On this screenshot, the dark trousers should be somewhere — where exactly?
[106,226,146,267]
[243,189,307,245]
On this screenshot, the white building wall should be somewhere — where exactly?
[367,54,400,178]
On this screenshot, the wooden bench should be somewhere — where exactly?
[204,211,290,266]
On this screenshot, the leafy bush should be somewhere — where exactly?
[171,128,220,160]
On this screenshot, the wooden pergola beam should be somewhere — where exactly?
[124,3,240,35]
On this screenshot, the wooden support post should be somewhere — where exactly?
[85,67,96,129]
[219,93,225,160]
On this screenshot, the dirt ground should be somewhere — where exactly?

· · · ·

**What you should do**. Reproduce every line of the listing above word for word, in the same order.

**Reply**.
On this screenshot, the dark trousers should be somewhere — where exactly?
[106,226,146,267]
[243,189,307,245]
On this screenshot, the white building wall should be somewhere — where exactly?
[367,54,400,178]
On this screenshot, the wooden bench should be somewhere — where exactly?
[204,211,290,266]
On this screenshot, the leafy bush should be somewhere — where exactly?
[171,128,220,160]
On this screenshot, the wooden pergola beam should be somewhere — where exactly?
[124,3,240,35]
On this screenshot, the wooden support post should be somewhere — where exactly?
[85,67,96,129]
[219,93,225,160]
On this screenshot, the dirt ground should be somewhere — where exactly?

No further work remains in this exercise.